→ **EXERCISE DIRECTIONS**: Copy each line of the data below, character for character.

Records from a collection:
• • • • • • •

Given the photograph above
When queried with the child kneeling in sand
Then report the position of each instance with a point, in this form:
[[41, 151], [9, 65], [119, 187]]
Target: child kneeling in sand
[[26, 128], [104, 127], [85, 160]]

• • • • • • •

→ **PROBLEM SOLUTION**:
Given the photograph above
When queried with the child kneeling in sand
Then report the position of each instance with a point, in this form:
[[41, 151], [9, 65], [119, 187]]
Target: child kneeling in sand
[[26, 128], [104, 127], [85, 160]]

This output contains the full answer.